• [WHAT YOU HAVE TO DO]:
Beginning with the line that contains "shirt collar?", extract each line through the end of the listing below, with no additions or omissions.

• [EXTRACTED RECORDS]:
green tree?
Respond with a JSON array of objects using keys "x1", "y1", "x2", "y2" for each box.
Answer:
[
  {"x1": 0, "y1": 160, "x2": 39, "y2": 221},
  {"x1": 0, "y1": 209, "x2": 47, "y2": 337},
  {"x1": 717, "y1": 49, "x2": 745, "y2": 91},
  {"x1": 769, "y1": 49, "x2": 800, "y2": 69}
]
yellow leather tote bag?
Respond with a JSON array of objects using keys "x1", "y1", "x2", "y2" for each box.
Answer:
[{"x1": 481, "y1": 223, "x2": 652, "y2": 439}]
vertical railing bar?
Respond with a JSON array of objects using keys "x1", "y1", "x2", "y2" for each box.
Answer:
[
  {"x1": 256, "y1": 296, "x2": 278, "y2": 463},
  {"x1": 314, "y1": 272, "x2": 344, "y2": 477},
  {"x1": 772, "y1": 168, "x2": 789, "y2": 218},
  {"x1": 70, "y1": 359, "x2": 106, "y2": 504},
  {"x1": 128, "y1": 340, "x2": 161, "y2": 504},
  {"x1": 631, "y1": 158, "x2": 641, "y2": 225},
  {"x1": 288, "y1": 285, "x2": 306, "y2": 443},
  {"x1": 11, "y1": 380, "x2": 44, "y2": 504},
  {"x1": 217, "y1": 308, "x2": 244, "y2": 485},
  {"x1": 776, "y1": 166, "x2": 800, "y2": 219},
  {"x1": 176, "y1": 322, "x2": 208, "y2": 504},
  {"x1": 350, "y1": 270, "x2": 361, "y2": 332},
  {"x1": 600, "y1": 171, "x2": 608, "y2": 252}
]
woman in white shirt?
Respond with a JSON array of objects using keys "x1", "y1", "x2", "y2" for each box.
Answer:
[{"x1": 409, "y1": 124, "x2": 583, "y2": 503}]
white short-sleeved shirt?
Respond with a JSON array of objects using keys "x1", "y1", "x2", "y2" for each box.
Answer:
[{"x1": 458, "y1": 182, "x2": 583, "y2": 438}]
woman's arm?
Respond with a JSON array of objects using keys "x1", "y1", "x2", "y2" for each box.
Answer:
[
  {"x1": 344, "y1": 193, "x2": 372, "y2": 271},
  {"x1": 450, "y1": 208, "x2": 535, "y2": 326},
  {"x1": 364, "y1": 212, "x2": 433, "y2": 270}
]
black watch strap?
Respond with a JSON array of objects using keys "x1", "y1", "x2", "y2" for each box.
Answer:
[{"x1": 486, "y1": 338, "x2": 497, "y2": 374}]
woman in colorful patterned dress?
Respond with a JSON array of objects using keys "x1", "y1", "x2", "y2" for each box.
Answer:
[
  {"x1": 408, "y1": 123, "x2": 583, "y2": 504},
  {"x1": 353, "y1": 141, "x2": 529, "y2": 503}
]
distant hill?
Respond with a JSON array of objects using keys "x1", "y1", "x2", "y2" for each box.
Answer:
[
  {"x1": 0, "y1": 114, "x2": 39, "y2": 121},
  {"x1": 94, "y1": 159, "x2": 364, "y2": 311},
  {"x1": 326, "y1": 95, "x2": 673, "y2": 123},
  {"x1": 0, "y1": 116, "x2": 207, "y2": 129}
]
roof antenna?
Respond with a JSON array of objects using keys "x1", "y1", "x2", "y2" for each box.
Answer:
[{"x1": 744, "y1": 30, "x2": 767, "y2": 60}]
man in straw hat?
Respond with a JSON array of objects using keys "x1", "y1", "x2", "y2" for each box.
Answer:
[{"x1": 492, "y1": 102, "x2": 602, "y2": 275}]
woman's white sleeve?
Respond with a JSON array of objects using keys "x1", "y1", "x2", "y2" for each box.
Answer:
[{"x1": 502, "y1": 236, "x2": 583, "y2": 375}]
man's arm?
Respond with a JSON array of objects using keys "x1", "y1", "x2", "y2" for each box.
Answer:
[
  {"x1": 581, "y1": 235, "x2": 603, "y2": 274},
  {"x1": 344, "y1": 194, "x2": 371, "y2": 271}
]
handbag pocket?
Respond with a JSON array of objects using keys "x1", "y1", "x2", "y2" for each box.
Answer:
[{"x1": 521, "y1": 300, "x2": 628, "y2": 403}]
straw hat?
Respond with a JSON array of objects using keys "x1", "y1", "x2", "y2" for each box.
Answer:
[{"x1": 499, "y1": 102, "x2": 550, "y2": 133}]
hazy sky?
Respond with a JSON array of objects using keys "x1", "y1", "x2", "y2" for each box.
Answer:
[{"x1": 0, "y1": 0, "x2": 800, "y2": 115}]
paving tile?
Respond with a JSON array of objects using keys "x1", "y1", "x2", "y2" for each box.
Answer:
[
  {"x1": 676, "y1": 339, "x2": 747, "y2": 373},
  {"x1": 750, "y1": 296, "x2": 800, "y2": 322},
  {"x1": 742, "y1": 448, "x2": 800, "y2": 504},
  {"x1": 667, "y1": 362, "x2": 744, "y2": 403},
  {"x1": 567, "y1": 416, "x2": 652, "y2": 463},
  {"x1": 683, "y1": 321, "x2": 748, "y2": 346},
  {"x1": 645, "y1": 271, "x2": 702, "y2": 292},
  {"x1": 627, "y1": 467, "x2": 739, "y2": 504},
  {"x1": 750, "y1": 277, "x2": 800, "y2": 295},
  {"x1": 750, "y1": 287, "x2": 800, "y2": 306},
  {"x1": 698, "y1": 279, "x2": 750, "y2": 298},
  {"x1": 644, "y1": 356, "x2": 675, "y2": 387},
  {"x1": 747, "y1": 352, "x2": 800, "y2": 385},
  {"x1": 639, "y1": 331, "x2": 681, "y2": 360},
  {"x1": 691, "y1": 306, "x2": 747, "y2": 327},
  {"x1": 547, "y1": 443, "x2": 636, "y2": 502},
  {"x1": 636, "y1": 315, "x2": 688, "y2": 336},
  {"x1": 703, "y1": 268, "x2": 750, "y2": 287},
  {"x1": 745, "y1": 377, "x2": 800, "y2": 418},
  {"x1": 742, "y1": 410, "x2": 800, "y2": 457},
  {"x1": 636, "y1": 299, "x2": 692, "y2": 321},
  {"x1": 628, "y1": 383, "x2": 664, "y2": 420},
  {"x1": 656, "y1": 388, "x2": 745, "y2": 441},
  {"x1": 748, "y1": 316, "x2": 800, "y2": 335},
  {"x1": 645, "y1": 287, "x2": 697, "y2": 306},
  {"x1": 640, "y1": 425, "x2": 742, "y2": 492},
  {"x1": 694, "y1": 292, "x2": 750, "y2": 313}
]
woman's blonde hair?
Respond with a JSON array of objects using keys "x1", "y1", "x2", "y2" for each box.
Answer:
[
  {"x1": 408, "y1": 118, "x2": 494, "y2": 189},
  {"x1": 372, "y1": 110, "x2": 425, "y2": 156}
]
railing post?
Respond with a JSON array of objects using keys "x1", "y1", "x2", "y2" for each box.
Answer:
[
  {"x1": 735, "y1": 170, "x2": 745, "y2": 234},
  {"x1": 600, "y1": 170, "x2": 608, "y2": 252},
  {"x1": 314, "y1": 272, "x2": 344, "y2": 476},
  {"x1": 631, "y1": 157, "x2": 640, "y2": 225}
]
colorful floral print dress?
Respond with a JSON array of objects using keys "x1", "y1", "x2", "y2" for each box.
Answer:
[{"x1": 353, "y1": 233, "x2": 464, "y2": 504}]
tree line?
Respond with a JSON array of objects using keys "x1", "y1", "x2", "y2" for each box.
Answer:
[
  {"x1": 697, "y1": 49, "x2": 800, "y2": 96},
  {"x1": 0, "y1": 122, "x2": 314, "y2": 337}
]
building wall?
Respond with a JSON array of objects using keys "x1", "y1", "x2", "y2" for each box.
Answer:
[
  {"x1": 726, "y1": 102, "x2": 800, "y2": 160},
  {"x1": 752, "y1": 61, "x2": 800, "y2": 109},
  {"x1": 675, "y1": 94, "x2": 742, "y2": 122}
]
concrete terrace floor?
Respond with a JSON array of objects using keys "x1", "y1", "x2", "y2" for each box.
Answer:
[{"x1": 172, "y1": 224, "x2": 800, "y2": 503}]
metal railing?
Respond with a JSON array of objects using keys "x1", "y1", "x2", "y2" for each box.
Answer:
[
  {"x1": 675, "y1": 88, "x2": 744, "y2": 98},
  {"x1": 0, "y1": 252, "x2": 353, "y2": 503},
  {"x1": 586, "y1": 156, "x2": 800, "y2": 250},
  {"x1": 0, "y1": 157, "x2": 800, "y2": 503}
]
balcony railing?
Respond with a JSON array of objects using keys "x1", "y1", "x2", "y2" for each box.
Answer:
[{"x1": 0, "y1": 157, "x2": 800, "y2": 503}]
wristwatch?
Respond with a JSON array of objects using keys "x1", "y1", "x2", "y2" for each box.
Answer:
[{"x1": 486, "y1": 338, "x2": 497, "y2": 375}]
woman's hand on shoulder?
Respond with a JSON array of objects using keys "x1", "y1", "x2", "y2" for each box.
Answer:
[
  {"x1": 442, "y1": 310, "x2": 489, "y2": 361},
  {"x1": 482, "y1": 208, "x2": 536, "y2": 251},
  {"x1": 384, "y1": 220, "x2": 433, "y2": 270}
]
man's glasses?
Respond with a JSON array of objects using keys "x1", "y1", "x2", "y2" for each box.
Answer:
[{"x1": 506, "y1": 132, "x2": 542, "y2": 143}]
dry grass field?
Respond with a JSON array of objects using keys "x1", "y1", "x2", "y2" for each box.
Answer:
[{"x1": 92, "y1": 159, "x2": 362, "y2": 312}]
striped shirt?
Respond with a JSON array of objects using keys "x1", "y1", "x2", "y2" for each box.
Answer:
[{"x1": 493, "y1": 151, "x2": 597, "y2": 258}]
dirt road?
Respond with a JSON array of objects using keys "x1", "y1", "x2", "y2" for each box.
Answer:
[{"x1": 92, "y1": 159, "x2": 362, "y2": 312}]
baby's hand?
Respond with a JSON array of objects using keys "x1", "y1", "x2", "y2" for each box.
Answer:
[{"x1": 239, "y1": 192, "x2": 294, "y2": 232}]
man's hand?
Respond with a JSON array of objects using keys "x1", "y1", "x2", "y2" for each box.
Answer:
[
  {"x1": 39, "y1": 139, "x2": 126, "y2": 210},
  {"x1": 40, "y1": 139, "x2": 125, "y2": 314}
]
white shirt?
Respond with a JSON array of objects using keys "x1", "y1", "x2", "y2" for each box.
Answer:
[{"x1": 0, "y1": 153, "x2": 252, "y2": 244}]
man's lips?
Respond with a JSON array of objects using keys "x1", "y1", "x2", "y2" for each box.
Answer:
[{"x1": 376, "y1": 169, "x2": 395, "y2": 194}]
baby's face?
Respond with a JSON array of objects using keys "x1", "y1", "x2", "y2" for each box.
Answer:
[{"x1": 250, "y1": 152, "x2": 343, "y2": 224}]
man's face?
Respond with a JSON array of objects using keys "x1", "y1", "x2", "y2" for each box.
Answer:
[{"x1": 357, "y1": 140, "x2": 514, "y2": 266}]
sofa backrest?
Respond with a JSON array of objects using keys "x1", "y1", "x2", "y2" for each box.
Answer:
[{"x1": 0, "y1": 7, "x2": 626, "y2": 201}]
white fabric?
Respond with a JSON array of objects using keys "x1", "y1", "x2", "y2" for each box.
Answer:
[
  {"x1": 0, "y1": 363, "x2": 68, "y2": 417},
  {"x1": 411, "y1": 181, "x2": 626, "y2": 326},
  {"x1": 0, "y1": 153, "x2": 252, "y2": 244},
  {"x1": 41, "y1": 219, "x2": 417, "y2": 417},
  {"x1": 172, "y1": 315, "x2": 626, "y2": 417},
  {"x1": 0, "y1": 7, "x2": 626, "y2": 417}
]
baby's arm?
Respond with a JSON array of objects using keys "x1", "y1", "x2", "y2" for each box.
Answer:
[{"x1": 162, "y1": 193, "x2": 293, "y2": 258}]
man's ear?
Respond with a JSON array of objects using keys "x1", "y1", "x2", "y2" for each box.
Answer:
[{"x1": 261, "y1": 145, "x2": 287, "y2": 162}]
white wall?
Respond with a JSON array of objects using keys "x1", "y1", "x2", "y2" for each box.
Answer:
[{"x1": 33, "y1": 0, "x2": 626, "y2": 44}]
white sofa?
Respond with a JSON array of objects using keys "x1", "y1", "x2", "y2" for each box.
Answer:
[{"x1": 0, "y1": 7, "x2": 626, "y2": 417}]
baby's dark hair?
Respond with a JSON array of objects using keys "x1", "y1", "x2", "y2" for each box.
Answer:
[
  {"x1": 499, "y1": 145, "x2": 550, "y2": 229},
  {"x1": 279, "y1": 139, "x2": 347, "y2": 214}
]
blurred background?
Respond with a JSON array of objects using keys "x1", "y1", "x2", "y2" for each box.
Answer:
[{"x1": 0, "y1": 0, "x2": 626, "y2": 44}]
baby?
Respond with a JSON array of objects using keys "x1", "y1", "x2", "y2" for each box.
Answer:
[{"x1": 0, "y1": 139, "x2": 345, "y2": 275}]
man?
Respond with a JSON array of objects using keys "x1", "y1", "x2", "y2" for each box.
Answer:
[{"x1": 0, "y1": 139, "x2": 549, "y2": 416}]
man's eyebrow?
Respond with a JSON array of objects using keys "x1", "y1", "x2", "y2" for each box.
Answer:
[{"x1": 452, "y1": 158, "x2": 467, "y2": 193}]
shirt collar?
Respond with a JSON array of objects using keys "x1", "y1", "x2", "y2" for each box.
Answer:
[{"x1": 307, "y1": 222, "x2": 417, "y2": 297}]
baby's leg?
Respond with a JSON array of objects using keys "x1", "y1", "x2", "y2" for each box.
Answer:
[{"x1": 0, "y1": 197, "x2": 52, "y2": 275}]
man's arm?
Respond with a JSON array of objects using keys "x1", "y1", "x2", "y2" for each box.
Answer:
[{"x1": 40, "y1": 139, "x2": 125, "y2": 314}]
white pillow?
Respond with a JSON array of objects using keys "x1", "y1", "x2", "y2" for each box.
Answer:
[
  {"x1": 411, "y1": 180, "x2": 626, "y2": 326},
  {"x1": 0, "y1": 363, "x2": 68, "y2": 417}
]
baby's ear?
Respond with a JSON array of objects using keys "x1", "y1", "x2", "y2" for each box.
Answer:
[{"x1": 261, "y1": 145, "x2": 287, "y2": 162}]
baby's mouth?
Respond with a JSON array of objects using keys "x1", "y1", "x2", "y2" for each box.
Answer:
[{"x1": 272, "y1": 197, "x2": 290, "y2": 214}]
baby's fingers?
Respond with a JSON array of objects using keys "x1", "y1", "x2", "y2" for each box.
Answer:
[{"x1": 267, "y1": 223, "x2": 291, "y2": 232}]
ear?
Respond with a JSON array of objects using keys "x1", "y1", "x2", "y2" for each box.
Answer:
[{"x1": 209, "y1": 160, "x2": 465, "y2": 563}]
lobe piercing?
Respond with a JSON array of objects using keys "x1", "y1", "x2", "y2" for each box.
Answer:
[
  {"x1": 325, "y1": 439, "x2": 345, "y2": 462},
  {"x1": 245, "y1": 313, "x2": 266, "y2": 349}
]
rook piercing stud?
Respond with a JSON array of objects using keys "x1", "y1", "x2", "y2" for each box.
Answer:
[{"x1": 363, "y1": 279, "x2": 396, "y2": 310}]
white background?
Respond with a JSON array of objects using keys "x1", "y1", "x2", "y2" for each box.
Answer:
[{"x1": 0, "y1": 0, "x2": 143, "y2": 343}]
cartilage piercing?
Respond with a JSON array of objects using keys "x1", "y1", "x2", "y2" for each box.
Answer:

• [RESULT OF THIS TASK]:
shirt collar?
Respond with a JSON array of objects using keys "x1", "y1", "x2", "y2" for each box.
Answer:
[{"x1": 307, "y1": 222, "x2": 417, "y2": 297}]
baby's leg?
Respond with a JSON array of objects using keys "x1", "y1", "x2", "y2" for each box.
Answer:
[{"x1": 0, "y1": 197, "x2": 52, "y2": 275}]
man's arm?
Respond with a JSON array of objects using keys "x1", "y1", "x2", "y2" for each box.
Answer:
[{"x1": 40, "y1": 139, "x2": 125, "y2": 314}]
white pillow?
Respond with a JSON array of objects using keys "x1", "y1", "x2", "y2" for each box.
Answer:
[
  {"x1": 411, "y1": 180, "x2": 626, "y2": 326},
  {"x1": 0, "y1": 363, "x2": 68, "y2": 417}
]
baby's ear?
Respond with a JSON array of objects using keys "x1", "y1", "x2", "y2" for each box.
Answer:
[{"x1": 261, "y1": 145, "x2": 287, "y2": 162}]
baby's mouth?
Respond with a JSON array of objects using keys "x1", "y1", "x2", "y2" for each box.
Answer:
[{"x1": 272, "y1": 197, "x2": 290, "y2": 214}]
baby's fingers?
Respond with a JSON array of objects using keys "x1", "y1", "x2", "y2" for each box.
Answer:
[{"x1": 267, "y1": 223, "x2": 291, "y2": 232}]
ear?
Respond with a JSON array of objects using keys "x1", "y1", "x2", "y2" for each box.
Answer:
[{"x1": 209, "y1": 160, "x2": 465, "y2": 563}]
lobe piercing?
Respond with a JSON array of objects using keys "x1", "y1", "x2", "y2" for each box.
Answer:
[
  {"x1": 325, "y1": 439, "x2": 345, "y2": 462},
  {"x1": 245, "y1": 313, "x2": 266, "y2": 349}
]
rook piercing stud?
Respond with a JSON array of objects using keys "x1", "y1", "x2", "y2" for each box.
Answer:
[{"x1": 363, "y1": 279, "x2": 396, "y2": 310}]
white background?
Respond with a JSON array of objects using keys "x1", "y1", "x2", "y2" for each box.
Answer:
[{"x1": 0, "y1": 0, "x2": 143, "y2": 343}]
cartilage piercing?
Respond with a JSON array of objects using keys "x1", "y1", "x2", "y2" for each box.
Answer:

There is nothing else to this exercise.